◆ **Problem to work on**
Replace "formatted sample" with "worked sample" throughout the records below and reproduce them with nothing else changed.

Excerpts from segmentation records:
========================================================================
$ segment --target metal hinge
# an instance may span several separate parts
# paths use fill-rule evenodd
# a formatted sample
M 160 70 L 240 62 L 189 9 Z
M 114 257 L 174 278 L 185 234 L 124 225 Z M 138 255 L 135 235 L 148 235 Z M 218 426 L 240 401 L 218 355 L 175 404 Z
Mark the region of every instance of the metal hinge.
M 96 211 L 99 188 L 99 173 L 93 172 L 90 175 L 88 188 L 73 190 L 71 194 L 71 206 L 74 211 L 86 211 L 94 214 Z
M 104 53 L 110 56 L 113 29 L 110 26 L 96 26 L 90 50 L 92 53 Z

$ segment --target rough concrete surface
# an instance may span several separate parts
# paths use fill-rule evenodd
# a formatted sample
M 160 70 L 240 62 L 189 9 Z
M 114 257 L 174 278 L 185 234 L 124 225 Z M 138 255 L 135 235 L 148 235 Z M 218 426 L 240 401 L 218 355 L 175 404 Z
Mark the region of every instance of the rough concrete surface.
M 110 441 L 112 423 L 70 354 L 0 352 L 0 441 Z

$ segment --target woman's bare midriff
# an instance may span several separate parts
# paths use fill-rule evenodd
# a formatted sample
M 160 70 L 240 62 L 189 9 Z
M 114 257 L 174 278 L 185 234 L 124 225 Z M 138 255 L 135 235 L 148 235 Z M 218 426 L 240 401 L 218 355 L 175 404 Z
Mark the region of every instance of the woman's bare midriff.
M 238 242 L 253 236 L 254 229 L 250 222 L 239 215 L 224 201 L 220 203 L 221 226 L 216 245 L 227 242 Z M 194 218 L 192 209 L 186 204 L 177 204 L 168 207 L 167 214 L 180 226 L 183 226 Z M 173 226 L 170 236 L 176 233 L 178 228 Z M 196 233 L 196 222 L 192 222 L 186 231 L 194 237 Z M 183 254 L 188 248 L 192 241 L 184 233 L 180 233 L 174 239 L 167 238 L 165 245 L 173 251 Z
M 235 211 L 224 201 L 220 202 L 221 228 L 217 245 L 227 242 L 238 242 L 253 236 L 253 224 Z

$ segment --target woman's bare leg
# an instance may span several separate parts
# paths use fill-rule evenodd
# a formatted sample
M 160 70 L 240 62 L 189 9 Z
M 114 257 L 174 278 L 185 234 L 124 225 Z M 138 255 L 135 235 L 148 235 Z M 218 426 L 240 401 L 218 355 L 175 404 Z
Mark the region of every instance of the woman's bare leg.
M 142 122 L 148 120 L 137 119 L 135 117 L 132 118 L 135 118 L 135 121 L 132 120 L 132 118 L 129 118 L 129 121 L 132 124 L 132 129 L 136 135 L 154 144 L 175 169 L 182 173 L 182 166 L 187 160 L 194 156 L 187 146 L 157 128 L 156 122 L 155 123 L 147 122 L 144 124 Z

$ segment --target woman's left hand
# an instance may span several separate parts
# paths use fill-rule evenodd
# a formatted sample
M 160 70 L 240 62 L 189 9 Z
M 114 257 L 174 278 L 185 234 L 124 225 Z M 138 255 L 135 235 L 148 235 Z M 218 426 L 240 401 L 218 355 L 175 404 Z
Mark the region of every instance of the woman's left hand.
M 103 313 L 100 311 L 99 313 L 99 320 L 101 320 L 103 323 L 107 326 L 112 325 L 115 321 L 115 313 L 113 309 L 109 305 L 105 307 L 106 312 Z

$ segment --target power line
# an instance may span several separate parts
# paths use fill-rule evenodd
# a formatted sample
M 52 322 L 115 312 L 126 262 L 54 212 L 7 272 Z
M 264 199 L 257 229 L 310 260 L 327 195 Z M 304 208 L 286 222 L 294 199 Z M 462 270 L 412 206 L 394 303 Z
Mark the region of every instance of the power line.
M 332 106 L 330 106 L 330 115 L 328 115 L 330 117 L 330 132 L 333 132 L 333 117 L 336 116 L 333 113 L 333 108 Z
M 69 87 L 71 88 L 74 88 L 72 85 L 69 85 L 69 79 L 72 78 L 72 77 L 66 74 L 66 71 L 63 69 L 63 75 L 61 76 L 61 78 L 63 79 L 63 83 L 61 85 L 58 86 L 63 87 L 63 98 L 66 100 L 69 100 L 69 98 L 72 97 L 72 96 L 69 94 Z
========================================================================
◆ **Exercise solution**
$ segment --target metal hinge
# an instance may span several separate parts
# paths use fill-rule evenodd
# a worked sample
M 160 70 L 240 62 L 189 9 Z
M 114 257 L 174 278 L 185 234 L 124 225 Z M 138 255 L 135 235 L 148 235 Z M 218 426 L 240 401 L 218 355 L 175 404 Z
Mark the region of every instance of the metal hinge.
M 96 211 L 99 188 L 99 173 L 93 172 L 90 175 L 88 188 L 73 190 L 71 194 L 71 206 L 74 211 L 86 211 L 94 214 Z
M 104 53 L 110 56 L 113 29 L 110 26 L 96 26 L 90 50 L 92 53 Z

$ segment --target rough concrete surface
# an instance may span several separate parts
# paths use fill-rule evenodd
# a worked sample
M 160 70 L 240 62 L 189 9 Z
M 114 257 L 174 278 L 185 234 L 124 225 Z M 138 255 L 135 235 L 148 235 Z M 218 426 L 240 401 L 218 355 L 175 404 Z
Mark the region of every instance of the rough concrete surface.
M 110 441 L 112 423 L 70 354 L 0 352 L 0 441 Z

$ segment --target woman's bare midriff
# an instance may span several separate parts
# paths use fill-rule evenodd
# a worked sample
M 160 70 L 240 62 L 189 9 Z
M 114 257 L 174 278 L 185 234 L 124 225 Z M 138 255 L 135 235 L 148 235 Z M 218 426 L 240 401 L 218 355 L 175 404 Z
Mark the region of every instance of the woman's bare midriff.
M 238 242 L 253 236 L 254 229 L 250 222 L 239 215 L 224 201 L 220 203 L 221 226 L 216 245 L 227 242 Z M 194 218 L 192 209 L 186 204 L 177 204 L 168 207 L 167 214 L 180 226 L 183 226 Z M 173 226 L 170 236 L 176 233 L 178 228 Z M 196 233 L 196 222 L 192 222 L 186 231 L 194 237 Z M 183 254 L 188 248 L 192 241 L 184 233 L 180 233 L 174 239 L 167 238 L 165 245 L 173 251 Z
M 235 211 L 224 201 L 220 202 L 221 228 L 217 245 L 227 242 L 238 242 L 253 236 L 253 224 Z

$ segment --target woman's bare leg
# an instance may span several separate parts
# paths use fill-rule evenodd
# a worked sample
M 160 70 L 240 62 L 189 9 Z
M 114 257 L 174 278 L 185 234 L 124 225 Z M 138 255 L 135 235 L 148 235 Z M 218 426 L 240 401 L 218 355 L 175 404 Z
Mark the region of every instance of the woman's bare leg.
M 142 122 L 148 120 L 137 119 L 135 117 L 132 118 L 135 118 L 135 121 L 132 120 L 132 118 L 129 118 L 129 121 L 132 124 L 132 129 L 136 135 L 154 144 L 175 169 L 182 173 L 182 166 L 187 160 L 194 156 L 187 146 L 157 128 L 156 122 L 155 123 L 147 122 L 144 124 Z

$ segment --target woman's left hand
# an instance may span several separate parts
# paths use fill-rule evenodd
# a worked sample
M 160 70 L 240 62 L 189 9 Z
M 114 257 L 174 278 L 185 234 L 124 225 Z M 138 255 L 135 235 L 148 235 Z M 218 426 L 240 401 L 218 355 L 175 404 Z
Mark the region of every instance of the woman's left hand.
M 103 313 L 100 311 L 99 313 L 99 320 L 101 320 L 103 323 L 107 326 L 112 325 L 115 321 L 115 313 L 113 309 L 109 305 L 105 307 L 106 312 Z

$ segment --target power line
# an instance may span several separate parts
# paths use fill-rule evenodd
# a worked sample
M 52 322 L 115 312 L 126 262 L 54 212 L 7 272 Z
M 264 199 L 257 229 L 310 260 L 327 195 Z M 304 208 L 286 222 L 294 199 Z M 462 270 L 412 206 L 394 303 Z
Mark the region of every instance of the power line.
M 332 106 L 330 106 L 330 115 L 328 115 L 330 117 L 330 132 L 333 132 L 333 117 L 336 116 L 333 113 L 333 108 Z
M 69 87 L 71 88 L 74 88 L 72 85 L 69 85 L 69 79 L 72 78 L 72 77 L 66 74 L 66 71 L 63 69 L 63 75 L 61 76 L 61 78 L 63 79 L 63 83 L 61 85 L 58 86 L 63 87 L 63 98 L 66 100 L 69 100 L 69 98 L 72 97 L 72 96 L 69 94 Z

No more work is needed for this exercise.